Job —
Report how many of the lines below contain the word "falls", treating uppercase and lowercase as different. Give only the number.

Records shown —
● ● ● ● ●
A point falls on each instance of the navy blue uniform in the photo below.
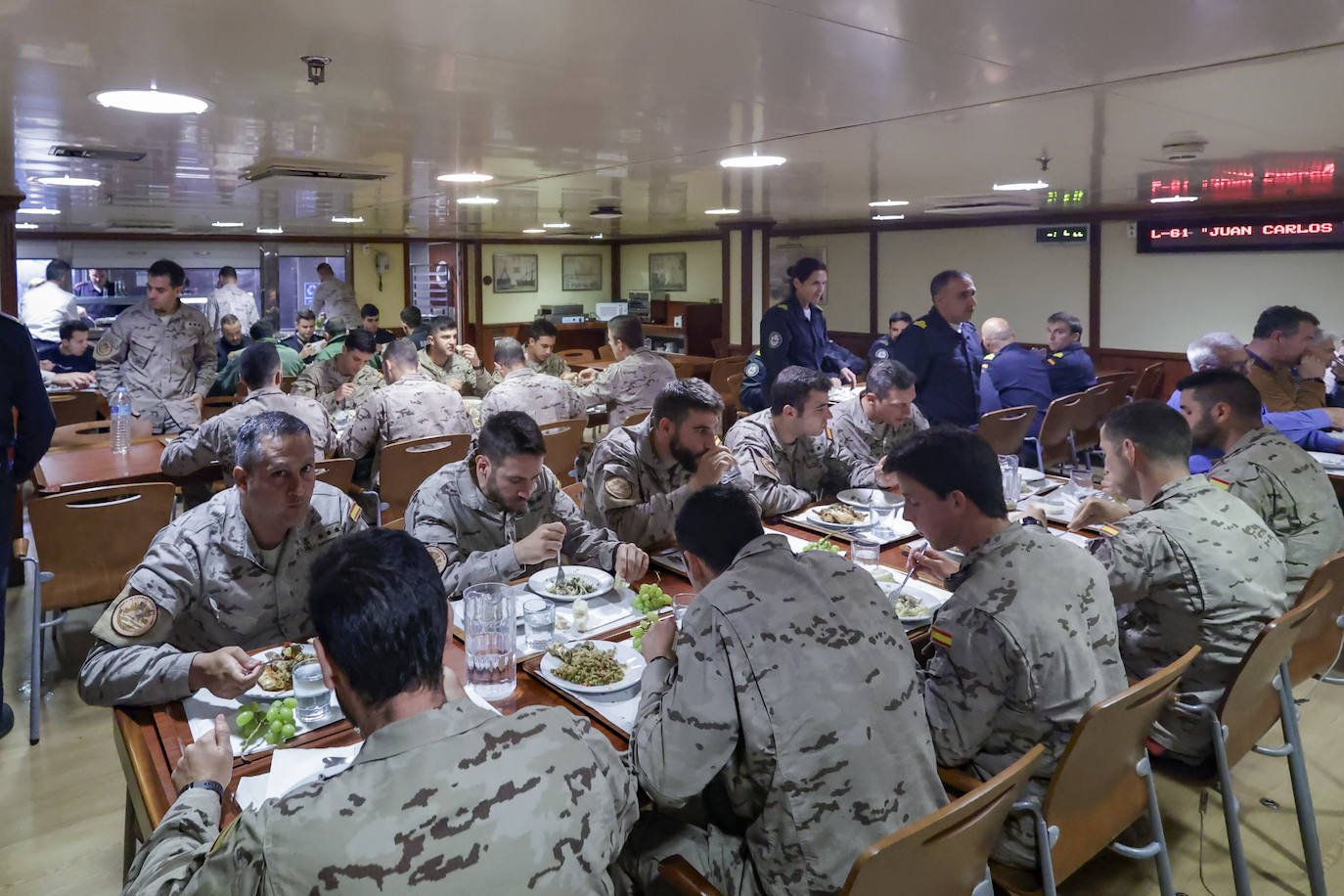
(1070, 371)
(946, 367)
● ● ● ● ●
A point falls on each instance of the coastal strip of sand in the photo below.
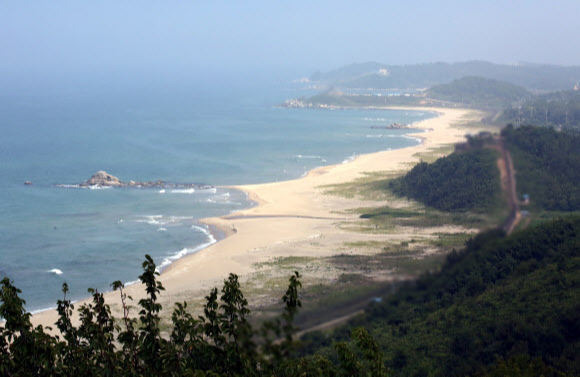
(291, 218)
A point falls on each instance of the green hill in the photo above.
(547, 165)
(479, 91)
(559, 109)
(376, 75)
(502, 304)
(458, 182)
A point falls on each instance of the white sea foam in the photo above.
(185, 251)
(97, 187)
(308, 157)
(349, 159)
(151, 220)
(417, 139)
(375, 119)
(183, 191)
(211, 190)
● ● ● ● ●
Response to this task —
4